_Source passage_:
--- --- ---

This April, a pilot project was launched by the Israeli Ministry of Health as part of a larger program of reforms intended to introduce uniformity into the industry and reduce bureaucracy for the country’s ±30,000 medical cannabis patients. The first steps of the reforms rolled out new procedures for how, where and how much medical cannabis is dispensed, along with an entirely new pricing structure.

How the cannabis flower will be dispensed according to specific THC:CBD ratios is not clear… Lost in the process would be any ability to track the terpenes and other compounds in each strain, and the effects they have on the consumer.”

Until now, patients in Israel received their medical cannabis directly from the growers who were familiar with the different strains and their medical applications and matched them to meet a patient’s needs. The cost per patient was a fixed monthly fee of about $100, regardless of the quantity they received. With the new reform, patients receive their cannabis medicine at an authorized drugstore, and pay for exactly what is dispensed to them, at about $40 for 10 grams. For some patients, this is good news. Nevertheless, for those whose treatment entail larger amounts of cannabis, such as cancer patients and those on palliative care, the new pricing structure can make the treatment cost prohibitive.

Perhaps the most troubling aspect of the new reform is its reliance in the name of standardization, on defining and dispensing cannabis-based medicine based according to a straight THC:CBD ratio. In the same country where scientists first illuminated the entourage effect – and the essential contribution that any one of hundreds of different cannabinoids, terpenes and other compounds can have on the medicinal effects of a given strain – government bureaucrats and business people are setting their own rules.

In an article in the Israeli financial newspaper, Globes, Yossi Bornstein, founder and president of Cann10, an organization with multiple interests in the cannabis industry, stresses the importance of the reforms, stating that they will bring cannabis closer to a regulated drug. While he acknowledges patients’ concerns that the new dosages may not match their current treatments and doesn’t dismiss them entirely, he contends that they are not accurate. For the time being, the reforms are raising more questions than answers.

--- --- ---

(Entries taken from a collection)

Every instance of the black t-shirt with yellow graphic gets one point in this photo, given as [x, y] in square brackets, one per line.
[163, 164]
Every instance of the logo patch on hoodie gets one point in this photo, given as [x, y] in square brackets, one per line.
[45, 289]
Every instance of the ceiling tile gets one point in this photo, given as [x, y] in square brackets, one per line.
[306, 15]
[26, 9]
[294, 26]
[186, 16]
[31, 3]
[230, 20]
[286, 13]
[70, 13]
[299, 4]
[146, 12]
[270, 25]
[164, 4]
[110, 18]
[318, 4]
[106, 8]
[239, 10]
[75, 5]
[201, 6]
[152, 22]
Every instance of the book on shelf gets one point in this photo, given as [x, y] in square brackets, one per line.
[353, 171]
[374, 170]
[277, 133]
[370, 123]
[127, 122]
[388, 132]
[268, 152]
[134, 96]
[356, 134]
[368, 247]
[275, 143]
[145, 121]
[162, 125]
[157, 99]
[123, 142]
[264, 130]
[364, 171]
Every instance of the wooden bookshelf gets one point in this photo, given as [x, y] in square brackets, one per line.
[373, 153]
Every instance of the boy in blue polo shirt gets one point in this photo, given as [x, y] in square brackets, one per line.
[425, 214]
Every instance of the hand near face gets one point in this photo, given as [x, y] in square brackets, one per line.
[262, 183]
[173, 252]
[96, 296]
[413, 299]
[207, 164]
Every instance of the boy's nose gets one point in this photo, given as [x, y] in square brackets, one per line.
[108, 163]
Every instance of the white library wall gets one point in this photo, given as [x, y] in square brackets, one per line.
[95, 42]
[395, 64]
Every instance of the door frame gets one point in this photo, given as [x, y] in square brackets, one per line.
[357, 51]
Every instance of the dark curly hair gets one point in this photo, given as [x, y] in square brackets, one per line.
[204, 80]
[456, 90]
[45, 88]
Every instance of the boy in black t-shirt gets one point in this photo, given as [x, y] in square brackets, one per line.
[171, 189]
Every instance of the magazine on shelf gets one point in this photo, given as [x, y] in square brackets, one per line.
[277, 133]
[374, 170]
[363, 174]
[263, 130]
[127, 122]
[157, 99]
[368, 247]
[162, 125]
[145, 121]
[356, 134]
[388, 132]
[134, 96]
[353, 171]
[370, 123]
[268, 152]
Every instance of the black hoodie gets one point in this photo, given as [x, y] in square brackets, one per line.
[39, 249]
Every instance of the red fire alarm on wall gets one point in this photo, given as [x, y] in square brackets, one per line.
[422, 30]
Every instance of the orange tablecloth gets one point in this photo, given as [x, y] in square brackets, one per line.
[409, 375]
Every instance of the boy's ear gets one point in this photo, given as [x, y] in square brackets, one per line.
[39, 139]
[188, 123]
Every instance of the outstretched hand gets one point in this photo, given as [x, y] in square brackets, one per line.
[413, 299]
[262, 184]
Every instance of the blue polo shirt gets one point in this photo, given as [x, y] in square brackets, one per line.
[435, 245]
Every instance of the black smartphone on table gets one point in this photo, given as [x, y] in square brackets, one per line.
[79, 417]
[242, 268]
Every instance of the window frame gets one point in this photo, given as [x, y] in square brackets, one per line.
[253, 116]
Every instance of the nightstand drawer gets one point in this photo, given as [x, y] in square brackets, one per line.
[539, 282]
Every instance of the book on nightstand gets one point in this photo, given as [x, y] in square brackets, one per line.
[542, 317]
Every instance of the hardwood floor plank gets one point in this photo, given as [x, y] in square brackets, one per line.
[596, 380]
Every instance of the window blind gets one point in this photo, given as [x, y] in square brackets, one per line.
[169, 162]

--- --- ---

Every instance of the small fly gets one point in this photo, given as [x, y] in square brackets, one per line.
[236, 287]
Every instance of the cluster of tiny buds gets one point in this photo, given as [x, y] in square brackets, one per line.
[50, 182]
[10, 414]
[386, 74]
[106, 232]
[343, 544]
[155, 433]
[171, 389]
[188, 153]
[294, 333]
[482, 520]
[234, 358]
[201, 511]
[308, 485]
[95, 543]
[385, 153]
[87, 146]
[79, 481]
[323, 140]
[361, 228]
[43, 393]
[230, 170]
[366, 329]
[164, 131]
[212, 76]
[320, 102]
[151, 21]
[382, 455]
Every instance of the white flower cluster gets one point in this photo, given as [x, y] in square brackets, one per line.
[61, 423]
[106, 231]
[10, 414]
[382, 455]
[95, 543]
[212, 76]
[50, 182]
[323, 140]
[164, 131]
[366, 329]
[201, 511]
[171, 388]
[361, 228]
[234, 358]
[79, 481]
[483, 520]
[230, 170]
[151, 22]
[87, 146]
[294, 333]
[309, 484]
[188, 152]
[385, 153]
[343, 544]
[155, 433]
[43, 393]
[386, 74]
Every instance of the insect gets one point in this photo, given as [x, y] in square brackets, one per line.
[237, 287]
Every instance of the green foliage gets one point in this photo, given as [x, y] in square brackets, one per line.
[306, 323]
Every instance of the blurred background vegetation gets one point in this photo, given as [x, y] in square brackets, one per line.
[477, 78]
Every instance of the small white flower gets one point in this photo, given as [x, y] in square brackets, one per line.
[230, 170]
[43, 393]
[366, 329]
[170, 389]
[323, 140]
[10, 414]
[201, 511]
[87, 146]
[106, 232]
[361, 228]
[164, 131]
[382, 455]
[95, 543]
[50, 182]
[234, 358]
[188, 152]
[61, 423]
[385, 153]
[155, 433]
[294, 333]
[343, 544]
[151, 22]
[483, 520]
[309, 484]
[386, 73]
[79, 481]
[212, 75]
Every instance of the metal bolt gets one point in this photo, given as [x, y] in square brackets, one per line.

--- --- ---

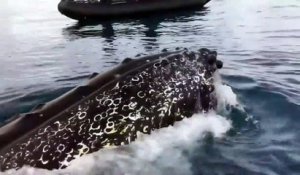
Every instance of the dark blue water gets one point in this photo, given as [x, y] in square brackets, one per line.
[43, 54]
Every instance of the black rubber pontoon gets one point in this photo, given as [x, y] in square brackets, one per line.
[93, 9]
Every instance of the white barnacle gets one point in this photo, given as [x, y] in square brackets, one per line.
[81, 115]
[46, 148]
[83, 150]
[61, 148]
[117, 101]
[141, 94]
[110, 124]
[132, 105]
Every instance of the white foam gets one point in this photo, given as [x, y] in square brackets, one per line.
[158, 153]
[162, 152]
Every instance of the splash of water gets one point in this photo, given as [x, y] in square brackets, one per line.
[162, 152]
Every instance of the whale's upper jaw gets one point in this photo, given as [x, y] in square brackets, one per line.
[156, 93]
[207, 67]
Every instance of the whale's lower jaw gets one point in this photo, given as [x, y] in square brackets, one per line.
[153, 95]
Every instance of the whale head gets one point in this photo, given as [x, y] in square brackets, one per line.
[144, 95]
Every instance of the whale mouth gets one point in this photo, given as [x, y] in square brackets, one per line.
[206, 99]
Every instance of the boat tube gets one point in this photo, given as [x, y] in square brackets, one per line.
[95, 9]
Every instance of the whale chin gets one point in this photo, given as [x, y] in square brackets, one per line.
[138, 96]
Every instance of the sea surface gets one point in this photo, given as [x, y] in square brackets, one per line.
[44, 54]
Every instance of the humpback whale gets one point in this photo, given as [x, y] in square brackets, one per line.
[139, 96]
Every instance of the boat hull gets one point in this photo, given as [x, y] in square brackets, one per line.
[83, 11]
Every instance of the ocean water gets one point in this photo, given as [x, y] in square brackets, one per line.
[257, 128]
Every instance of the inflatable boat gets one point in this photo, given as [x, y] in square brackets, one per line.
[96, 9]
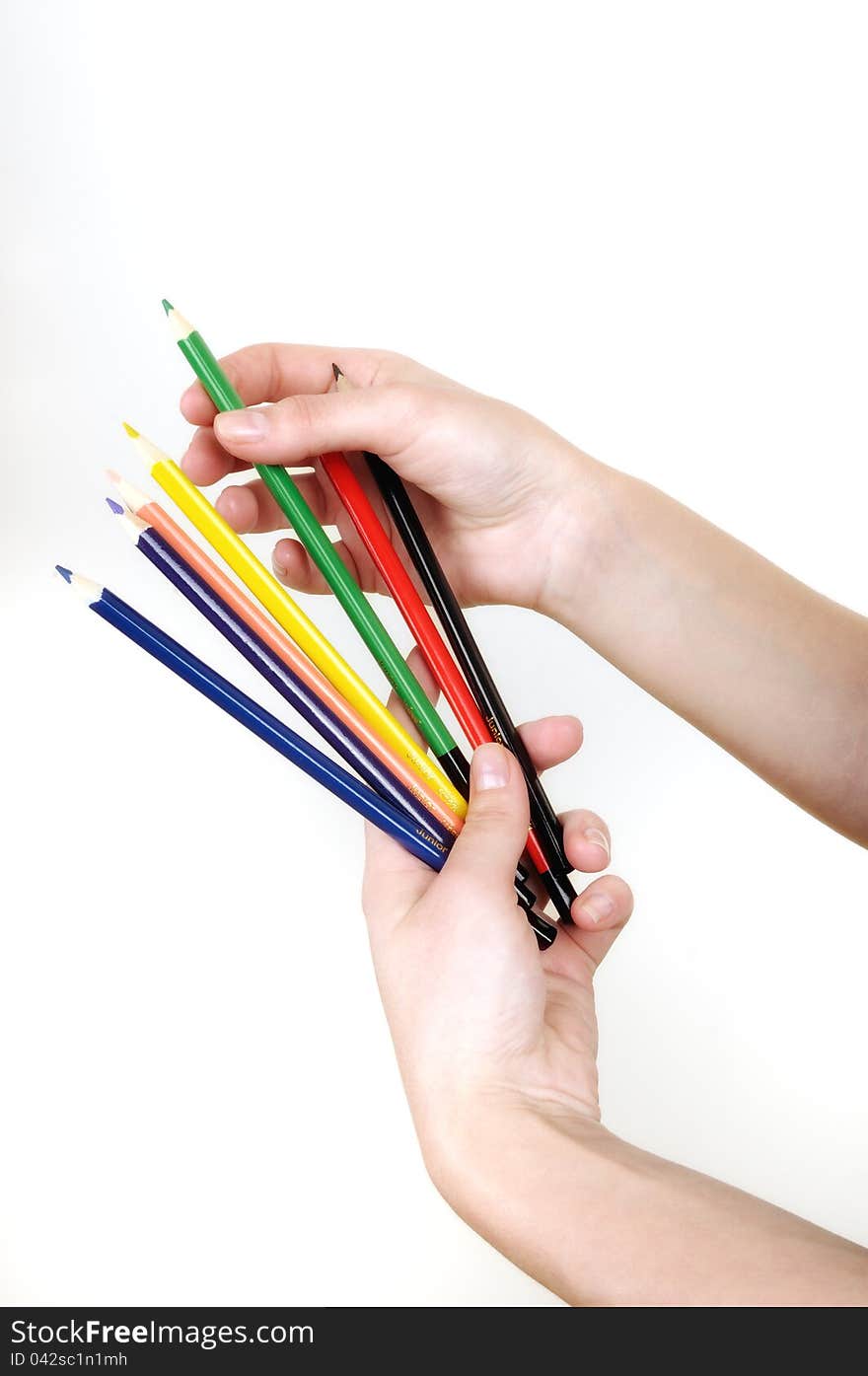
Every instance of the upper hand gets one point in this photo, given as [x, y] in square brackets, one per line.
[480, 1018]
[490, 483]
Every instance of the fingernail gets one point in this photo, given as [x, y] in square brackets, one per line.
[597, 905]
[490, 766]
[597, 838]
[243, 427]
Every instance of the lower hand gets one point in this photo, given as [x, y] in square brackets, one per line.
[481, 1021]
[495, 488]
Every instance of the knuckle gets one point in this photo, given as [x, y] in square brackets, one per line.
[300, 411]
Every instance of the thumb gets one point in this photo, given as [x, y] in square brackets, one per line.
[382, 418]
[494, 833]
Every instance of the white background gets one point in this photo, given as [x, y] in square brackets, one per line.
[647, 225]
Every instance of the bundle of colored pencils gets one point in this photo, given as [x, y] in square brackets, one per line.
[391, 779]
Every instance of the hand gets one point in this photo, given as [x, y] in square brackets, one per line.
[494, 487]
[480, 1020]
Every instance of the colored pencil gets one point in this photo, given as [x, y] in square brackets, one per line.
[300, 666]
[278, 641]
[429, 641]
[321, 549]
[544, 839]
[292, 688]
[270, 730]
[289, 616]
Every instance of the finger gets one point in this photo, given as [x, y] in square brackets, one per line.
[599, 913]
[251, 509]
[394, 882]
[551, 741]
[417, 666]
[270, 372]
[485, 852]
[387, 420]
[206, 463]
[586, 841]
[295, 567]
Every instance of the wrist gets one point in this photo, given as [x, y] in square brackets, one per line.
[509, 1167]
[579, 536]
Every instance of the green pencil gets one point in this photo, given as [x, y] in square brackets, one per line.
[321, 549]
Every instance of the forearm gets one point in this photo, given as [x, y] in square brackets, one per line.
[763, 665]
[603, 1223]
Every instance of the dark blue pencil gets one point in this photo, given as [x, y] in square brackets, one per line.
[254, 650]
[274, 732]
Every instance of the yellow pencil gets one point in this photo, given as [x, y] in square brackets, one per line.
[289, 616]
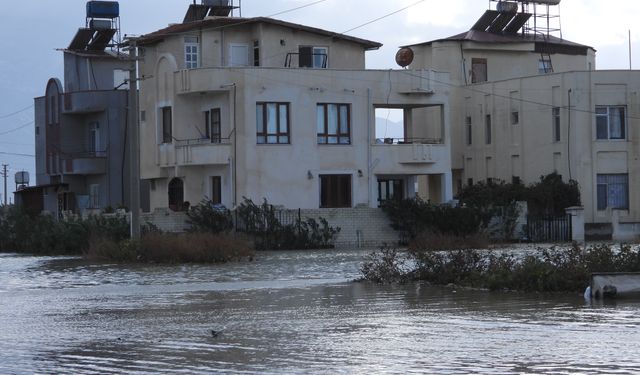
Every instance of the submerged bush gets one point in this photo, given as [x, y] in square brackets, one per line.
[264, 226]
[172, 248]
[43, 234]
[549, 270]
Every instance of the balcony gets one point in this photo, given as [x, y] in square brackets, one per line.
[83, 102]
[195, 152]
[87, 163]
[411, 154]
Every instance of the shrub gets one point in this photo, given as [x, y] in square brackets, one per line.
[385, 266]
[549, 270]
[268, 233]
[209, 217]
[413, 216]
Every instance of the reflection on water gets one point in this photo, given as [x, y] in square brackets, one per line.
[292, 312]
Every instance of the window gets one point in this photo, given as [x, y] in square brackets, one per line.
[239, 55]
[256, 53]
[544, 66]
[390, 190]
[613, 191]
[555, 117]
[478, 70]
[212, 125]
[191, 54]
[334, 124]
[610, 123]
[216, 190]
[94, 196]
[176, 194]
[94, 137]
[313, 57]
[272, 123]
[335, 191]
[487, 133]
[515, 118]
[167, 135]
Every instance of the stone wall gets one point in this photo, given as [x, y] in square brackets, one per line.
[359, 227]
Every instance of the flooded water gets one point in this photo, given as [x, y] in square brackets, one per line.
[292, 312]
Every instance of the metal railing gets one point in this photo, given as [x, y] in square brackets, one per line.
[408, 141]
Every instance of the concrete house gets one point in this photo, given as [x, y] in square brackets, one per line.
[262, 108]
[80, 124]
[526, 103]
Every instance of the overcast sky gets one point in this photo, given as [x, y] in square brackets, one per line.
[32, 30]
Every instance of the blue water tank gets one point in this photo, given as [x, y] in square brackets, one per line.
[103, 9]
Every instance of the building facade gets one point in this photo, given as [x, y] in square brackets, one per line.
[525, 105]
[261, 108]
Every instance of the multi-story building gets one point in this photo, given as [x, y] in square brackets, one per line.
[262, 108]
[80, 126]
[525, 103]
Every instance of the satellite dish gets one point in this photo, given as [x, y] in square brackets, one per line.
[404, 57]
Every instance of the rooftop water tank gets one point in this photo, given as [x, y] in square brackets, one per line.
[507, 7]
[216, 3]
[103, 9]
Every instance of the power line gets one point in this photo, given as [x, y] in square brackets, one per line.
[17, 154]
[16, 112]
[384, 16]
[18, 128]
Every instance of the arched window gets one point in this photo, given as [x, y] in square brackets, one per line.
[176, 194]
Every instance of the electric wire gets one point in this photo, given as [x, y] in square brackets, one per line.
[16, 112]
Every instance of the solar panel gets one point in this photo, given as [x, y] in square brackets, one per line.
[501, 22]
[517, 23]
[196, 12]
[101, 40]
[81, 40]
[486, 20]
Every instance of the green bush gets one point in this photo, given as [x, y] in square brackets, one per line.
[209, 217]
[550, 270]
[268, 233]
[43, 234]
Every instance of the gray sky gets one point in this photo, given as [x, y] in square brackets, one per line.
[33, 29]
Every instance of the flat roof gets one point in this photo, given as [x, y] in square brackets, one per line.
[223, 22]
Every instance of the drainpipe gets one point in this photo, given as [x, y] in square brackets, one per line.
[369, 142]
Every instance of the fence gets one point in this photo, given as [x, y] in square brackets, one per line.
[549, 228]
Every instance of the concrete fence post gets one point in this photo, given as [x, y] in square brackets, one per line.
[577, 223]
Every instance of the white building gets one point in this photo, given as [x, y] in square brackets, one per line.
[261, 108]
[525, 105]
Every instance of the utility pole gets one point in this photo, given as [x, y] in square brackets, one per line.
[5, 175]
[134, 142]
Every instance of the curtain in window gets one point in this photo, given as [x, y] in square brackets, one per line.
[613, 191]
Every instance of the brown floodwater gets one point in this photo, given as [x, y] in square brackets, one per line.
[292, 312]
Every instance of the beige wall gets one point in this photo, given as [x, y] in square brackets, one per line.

--- --- ---

_Problem A_:
Answer these questions using the passage on Israel's medical cannabis reform.
(i) About how many medical cannabis patients does Israel have?
(ii) Before the reform, what fixed monthly fee did each patient pay?
(iii) In which newspaper did Yossi Bornstein's comments appear?
_Problem B_: Reproduce verbatim the portion of the passage on Israel's medical cannabis reform between "Perhaps the most" and "their own rules.", inclusive.

_Your solution A_:
(i) About 30,000.
(ii) About $100.
(iii) Globes, an Israeli financial newspaper.

_Your solution B_:
Perhaps the most troubling aspect of the new reform is its reliance in the name of standardization, on defining and dispensing cannabis-based medicine based according to a straight THC:CBD ratio. In the same country where scientists first illuminated the entourage effect – and the essential contribution that any one of hundreds of different cannabinoids, terpenes and other compounds can have on the medicinal effects of a given strain – government bureaucrats and business people are setting their own rules.